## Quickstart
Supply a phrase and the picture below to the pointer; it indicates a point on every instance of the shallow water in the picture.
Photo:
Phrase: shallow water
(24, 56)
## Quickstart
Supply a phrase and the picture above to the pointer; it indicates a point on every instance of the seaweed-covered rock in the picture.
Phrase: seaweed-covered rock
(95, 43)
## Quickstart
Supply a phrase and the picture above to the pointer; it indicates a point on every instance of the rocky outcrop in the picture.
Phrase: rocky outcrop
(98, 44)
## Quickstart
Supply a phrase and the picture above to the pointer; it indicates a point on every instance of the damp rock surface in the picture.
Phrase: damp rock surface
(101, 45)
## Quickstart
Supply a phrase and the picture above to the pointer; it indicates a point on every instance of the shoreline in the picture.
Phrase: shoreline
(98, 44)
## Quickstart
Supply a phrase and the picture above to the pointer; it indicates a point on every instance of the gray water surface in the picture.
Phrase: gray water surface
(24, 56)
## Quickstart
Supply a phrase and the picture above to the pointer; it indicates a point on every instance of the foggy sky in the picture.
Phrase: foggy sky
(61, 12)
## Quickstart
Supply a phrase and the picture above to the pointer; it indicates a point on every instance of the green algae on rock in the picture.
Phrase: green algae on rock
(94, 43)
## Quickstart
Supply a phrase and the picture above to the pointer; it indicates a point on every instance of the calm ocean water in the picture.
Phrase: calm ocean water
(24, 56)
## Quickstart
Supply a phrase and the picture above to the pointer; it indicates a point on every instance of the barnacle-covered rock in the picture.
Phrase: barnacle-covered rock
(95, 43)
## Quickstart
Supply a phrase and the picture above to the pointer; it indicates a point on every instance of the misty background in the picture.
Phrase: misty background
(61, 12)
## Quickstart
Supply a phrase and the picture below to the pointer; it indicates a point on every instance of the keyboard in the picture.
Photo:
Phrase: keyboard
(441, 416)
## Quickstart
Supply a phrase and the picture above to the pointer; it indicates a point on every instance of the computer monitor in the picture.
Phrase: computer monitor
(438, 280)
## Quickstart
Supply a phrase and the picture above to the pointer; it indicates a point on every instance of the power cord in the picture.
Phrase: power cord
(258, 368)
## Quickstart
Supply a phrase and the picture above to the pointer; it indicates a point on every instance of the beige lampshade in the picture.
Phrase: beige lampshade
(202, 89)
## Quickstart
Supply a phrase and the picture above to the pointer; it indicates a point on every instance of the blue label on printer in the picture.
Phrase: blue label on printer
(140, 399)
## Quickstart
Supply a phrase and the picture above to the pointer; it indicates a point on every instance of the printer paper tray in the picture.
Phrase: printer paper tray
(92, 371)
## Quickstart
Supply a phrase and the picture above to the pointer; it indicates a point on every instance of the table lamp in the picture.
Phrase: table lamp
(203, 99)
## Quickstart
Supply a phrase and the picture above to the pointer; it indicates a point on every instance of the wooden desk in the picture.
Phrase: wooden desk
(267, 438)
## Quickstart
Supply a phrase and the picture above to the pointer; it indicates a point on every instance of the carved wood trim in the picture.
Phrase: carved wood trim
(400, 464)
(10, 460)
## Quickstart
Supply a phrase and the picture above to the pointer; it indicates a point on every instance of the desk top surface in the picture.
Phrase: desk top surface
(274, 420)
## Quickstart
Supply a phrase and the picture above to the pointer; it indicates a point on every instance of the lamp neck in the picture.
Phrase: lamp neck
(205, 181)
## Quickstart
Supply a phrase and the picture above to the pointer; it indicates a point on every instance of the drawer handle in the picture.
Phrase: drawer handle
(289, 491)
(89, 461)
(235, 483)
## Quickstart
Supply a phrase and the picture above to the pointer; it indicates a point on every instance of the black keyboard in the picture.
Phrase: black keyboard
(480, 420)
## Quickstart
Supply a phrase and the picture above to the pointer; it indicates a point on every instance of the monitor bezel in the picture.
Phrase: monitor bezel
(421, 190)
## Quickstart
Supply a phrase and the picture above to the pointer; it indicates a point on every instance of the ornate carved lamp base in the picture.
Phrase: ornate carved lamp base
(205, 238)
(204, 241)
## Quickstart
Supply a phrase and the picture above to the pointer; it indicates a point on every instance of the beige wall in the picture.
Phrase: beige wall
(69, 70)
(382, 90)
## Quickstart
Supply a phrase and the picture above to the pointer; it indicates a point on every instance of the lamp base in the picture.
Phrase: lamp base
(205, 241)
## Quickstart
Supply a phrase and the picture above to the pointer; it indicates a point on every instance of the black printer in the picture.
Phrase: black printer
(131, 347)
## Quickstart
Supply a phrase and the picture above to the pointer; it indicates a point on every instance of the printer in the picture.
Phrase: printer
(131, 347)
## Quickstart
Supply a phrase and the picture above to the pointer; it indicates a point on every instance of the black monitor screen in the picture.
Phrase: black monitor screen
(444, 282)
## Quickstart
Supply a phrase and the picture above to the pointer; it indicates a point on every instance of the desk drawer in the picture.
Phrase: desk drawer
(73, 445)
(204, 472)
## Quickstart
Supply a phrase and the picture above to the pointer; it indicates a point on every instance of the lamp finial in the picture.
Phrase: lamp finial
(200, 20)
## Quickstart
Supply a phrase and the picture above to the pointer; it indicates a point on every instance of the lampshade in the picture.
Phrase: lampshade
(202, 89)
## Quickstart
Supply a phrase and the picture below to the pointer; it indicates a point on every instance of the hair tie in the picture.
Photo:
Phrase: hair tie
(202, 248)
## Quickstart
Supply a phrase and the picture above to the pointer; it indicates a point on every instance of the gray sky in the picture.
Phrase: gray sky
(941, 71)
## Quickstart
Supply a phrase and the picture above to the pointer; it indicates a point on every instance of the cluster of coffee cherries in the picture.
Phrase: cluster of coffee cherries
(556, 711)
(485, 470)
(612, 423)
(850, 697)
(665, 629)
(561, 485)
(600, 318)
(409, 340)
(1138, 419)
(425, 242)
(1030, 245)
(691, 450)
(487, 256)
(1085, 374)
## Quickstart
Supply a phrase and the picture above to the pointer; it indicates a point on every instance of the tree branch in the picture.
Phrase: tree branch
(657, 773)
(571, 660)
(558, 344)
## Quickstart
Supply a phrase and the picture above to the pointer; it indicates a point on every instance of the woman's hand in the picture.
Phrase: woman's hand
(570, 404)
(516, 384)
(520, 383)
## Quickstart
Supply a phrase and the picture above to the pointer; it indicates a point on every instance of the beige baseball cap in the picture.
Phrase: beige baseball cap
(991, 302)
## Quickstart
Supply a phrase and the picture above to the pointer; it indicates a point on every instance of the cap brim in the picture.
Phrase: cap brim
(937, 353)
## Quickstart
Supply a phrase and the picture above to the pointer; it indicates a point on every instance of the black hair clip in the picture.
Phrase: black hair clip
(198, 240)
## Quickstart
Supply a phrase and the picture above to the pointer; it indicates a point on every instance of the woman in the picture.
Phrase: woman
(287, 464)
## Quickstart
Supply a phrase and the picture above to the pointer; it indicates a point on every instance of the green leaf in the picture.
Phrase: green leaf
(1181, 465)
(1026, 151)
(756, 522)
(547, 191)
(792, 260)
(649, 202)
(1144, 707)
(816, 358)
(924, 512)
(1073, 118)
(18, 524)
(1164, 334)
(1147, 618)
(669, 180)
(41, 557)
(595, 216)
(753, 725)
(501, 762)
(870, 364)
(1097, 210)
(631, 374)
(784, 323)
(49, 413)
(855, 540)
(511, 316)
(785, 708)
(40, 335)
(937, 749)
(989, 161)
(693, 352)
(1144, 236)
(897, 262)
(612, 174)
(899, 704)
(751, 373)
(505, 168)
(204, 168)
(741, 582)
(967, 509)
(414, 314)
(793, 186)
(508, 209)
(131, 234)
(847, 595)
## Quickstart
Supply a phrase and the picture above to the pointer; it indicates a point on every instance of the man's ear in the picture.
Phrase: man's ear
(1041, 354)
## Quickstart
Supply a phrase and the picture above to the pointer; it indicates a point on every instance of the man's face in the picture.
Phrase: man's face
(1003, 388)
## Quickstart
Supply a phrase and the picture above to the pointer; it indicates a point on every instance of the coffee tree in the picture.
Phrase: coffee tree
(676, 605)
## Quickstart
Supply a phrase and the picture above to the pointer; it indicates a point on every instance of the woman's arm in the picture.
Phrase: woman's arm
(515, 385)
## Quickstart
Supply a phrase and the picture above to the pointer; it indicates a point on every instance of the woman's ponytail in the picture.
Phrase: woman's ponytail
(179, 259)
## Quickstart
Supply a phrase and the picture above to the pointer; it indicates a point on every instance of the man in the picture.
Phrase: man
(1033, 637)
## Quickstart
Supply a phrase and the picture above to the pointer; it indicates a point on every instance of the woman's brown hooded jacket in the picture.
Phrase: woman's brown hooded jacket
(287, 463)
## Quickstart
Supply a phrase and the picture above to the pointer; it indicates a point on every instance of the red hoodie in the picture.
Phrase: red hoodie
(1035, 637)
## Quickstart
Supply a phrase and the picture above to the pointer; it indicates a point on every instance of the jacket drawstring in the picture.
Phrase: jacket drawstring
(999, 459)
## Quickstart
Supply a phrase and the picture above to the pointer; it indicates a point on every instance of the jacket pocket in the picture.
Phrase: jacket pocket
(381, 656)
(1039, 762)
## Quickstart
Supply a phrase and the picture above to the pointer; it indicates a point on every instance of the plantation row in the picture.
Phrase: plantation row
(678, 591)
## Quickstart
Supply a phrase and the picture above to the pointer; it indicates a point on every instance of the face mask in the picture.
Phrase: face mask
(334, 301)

-------------------------

## REQUIRED ACTION
Scan the records for the string "below" and show every line that contains it.

## RESULT OF THE TASK
Supply a phrase and the picture below to the pointer; it indicates a point on every instance of the shallow water in the picture.
Supply a phrase and the picture below to the pointer; it indicates a point on every instance of the keyboard in the picture.
Supply a phrase and the picture below to the pointer; it indicates a point on every instance of the hair tie in the picture.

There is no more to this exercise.